## BEGIN Entries supplied

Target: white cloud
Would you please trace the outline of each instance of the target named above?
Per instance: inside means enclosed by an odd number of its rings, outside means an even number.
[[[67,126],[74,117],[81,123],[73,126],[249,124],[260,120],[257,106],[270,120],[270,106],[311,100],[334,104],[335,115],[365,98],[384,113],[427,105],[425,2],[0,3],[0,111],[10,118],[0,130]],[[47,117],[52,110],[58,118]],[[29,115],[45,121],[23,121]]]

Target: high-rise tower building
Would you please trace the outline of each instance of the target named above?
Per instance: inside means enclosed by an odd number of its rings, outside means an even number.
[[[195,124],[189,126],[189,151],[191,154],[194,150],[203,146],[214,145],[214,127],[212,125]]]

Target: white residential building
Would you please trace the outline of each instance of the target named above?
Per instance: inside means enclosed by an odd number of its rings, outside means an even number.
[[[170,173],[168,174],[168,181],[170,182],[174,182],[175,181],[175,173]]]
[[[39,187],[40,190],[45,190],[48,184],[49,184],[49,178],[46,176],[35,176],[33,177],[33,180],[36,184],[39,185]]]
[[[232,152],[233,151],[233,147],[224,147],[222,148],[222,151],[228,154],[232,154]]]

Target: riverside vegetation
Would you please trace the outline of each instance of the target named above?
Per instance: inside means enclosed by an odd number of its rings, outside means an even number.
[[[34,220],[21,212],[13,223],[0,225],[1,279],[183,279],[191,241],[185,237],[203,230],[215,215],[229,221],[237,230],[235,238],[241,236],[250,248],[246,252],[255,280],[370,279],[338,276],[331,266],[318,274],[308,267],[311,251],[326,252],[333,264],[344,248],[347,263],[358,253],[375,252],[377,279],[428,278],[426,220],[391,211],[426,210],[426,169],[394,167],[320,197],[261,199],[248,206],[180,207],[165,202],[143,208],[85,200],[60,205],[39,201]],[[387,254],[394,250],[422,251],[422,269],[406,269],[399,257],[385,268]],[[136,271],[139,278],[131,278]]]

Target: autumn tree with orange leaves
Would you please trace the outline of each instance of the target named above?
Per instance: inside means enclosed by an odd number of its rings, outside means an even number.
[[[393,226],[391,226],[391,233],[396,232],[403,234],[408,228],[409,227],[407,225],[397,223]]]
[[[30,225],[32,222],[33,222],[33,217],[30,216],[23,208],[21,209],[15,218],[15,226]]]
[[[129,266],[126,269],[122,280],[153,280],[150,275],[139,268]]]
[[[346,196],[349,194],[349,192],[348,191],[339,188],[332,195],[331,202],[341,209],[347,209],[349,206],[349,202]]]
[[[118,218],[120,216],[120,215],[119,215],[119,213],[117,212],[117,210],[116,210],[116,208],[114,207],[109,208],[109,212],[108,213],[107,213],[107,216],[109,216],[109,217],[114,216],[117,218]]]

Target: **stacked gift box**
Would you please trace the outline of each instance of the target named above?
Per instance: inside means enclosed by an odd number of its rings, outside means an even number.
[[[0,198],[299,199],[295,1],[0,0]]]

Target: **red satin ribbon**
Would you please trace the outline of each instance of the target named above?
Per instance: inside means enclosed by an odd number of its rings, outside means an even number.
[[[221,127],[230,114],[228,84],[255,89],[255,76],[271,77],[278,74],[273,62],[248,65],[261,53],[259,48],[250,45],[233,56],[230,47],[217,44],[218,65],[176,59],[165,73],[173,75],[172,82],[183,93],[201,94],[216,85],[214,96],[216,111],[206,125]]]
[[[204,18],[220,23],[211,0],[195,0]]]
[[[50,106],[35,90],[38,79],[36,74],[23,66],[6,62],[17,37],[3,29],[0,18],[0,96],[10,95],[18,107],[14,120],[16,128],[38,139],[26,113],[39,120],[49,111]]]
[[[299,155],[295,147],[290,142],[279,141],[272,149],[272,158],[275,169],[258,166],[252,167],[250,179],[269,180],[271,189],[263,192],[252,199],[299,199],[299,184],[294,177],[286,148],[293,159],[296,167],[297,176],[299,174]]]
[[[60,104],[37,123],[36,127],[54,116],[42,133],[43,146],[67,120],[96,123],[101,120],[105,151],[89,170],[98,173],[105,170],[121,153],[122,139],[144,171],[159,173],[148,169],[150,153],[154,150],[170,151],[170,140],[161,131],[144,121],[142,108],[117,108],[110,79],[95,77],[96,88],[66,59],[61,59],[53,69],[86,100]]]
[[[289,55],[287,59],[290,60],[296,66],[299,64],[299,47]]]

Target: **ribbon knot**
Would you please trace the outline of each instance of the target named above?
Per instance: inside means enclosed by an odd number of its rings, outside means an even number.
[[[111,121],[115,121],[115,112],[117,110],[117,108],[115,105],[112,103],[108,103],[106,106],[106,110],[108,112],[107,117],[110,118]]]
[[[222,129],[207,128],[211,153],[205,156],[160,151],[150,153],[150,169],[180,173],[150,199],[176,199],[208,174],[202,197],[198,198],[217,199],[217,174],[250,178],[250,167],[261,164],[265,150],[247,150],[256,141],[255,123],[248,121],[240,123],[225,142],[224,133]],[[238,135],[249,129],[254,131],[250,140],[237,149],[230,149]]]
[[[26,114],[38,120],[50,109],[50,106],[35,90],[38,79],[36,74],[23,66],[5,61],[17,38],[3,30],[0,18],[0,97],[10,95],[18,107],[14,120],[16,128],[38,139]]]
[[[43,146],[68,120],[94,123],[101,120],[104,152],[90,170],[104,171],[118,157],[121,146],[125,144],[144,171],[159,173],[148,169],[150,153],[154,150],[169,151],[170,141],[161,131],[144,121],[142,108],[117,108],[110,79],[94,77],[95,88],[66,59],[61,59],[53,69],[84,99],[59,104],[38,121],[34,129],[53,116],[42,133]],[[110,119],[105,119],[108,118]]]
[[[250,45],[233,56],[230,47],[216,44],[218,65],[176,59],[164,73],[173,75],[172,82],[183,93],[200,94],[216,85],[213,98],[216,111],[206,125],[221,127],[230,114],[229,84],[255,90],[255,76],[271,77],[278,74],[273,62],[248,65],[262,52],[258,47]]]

## END Entries supplied

(The problem): Convert the records into a two-column CSV with the headers "instruction" and "answer". Begin at the line that has "Target: **ribbon knot**" and stop after the last line of the records. Each row pairs one text with its answer, and each goes in a single quoted field with line breaks turned into spaces.

(Reply to the task):
instruction,answer
"Target: **ribbon knot** Would you please trace the outline of each instance of the target named above? Per instance: inside means enclosed by an odd number of its rings, outside means an even number.","[[[111,121],[115,121],[115,112],[117,110],[117,108],[115,105],[112,103],[108,103],[106,106],[106,110],[108,112],[107,117],[110,118]]] [[[222,129],[207,128],[211,153],[205,156],[160,151],[150,153],[150,169],[180,173],[150,199],[176,199],[208,174],[202,197],[198,198],[217,199],[217,174],[250,178],[250,167],[261,164],[265,150],[247,150],[256,141],[255,123],[248,121],[240,123],[225,142],[224,133]],[[238,135],[249,129],[254,131],[250,140],[237,149],[230,149]]] [[[26,114],[38,120],[50,109],[50,106],[35,90],[38,79],[36,74],[23,66],[5,61],[17,38],[3,30],[0,18],[0,97],[10,95],[18,107],[14,120],[16,128],[38,139]]] [[[43,146],[68,120],[94,123],[101,120],[104,152],[90,170],[104,171],[118,157],[121,146],[125,144],[144,171],[159,173],[148,169],[150,153],[154,150],[169,151],[170,141],[161,131],[144,121],[142,108],[117,108],[110,79],[94,77],[95,88],[66,59],[61,59],[53,69],[84,99],[59,104],[38,121],[34,129],[53,116],[42,133]],[[110,119],[105,119],[108,118]]] [[[250,45],[233,56],[230,47],[216,44],[218,65],[176,59],[164,73],[173,75],[172,82],[183,93],[200,94],[216,85],[213,98],[216,111],[206,125],[221,127],[230,114],[229,84],[255,90],[255,76],[271,77],[278,74],[273,62],[248,65],[262,52],[258,47]]]"